> 提供テキスト:
☆ ☆ ☆ ☆ ☆ ☆ ☆
緊張感ある教育・研究・業務で目標実現へ前進
日本福祉大学常任理事/桜美林大学教授 篠田道夫

 福岡歯科大学の中期計画は、2000年8月「福岡歯科学園の新世紀へむけての将来構想」に始まる。教員組織の改組/教育改善/研究活性化/病院拡充/複数学部化検討/医療短大の充実/キャンパス構想/学園財政の健全化の八項目の重点課題を掲げ、総合的改革に着手した。次の計画は「福岡歯科学園の中期構想」(2004年)と名称を変え重点14項目を設定、八つの柱に加え、口腔医学の確立/第三者評価の推進/国際交流促進/施設更新/地域貢献、そして後に述べる大きな制度改革、教職員の考課制度の確立と処遇改善(任期制導入)を提起、実行に移すこととなる。
 現在は2011年3月理事会決定の第2次中期構想(2011年度〜16年度までの6年間)が稼働中で、これは@教育に関する目標、A研究に関する目標、B学生支援等に関する目標、C社会との連携・貢献に関する目標、D組織運営に関する目標の大きな5本柱に整理され、中項目として20、細目として49の方針が走っている。それらは事業計画にも貫かれ、中期目標の柱に従って事業計画が分類・策定され、事業報告書では中期計画の方針に対比した形で総括が行われる。
☆ ☆ ☆ ☆ ☆ ☆ ☆
> 格納データ:
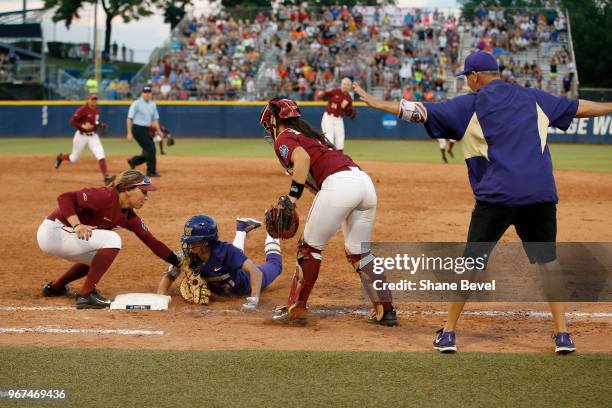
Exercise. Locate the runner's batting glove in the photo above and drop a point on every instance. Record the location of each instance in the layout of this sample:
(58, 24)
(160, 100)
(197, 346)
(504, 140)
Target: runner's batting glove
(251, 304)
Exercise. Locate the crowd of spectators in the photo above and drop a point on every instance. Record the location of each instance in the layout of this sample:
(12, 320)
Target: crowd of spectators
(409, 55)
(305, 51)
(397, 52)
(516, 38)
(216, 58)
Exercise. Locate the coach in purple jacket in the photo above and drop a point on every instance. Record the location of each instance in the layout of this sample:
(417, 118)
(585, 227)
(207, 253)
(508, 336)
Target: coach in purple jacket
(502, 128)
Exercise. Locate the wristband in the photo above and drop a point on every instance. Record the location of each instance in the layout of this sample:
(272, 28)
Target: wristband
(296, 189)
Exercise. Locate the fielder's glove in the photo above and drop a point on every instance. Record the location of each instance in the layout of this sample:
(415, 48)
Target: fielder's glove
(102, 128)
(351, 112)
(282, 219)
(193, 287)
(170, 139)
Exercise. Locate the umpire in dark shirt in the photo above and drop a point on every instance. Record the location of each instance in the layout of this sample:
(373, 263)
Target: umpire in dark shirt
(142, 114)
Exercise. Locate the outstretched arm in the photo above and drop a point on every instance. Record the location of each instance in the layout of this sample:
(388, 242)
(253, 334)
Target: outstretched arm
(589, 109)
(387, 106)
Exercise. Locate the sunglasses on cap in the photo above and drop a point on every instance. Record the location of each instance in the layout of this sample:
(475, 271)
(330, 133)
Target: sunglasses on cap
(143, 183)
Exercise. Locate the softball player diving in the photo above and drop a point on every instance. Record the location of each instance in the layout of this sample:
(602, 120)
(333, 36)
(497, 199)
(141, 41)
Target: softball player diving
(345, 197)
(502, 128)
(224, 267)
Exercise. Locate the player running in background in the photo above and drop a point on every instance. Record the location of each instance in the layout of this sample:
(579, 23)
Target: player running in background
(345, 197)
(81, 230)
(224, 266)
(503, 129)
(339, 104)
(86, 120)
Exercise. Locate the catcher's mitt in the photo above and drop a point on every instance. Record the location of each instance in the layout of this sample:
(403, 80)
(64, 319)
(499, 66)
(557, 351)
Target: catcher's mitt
☆ ☆ ☆ ☆ ☆ ☆ ☆
> 課題 A:
提供テキストによると、2000年8月の「福岡歯科学園の新世紀へむけての将来構想」では八項目の重点課題が掲げられました。その八項目をすべて列挙してください。
> 課題 B:
提供テキストにおいて、第2次中期構想の対象期間はいつからいつまでとされていますか。
> 課題 C:
提供テキストのうち、「福岡歯科大学の中期計画は、2」から「対比した形で総括が行われる。」までの範囲を、両端の語句も含めて一字一句変えずに書き写してください。
ここに挙げた記録は、提供テキストの内容とは関係がありません。

> 解答例 A:
教員組織の改組
教育改善
研究活性化
病院拡充
複数学部化検討
医療短大の充実
キャンパス構想
学園財政の健全化

> 解答例 B:
2011年度から16年度までの6年間です。

> 解答例 C:
福岡歯科大学の中期計画は、2000年8月「福岡歯科学園の新世紀へむけての将来構想」に始まる。教員組織の改組/教育改善/研究活性化/病院拡充/複数学部化検討/医療短大の充実/キャンパス構想/学園財政の健全化の八項目の重点課題を掲げ、総合的改革に着手した。次の計画は「福岡歯科学園の中期構想」(2004年)と名称を変え重点14項目を設定、八つの柱に加え、口腔医学の確立/第三者評価の推進/国際交流促進/施設更新/地域貢献、そして後に述べる大きな制度改革、教職員の考課制度の確立と処遇改善(任期制導入)を提起、実行に移すこととなる。
 現在は2011年3月理事会決定の第2次中期構想(2011年度〜16年度までの6年間)が稼働中で、これは@教育に関する目標、A研究に関する目標、B学生支援等に関する目標、C社会との連携・貢献に関する目標、D組織運営に関する目標の大きな5本柱に整理され、中項目として20、細目として49の方針が走っている。それらは事業計画にも貫かれ、中期目標の柱に従って事業計画が分類・策定され、事業報告書では中期計画の方針に対比した形で総括が行われる。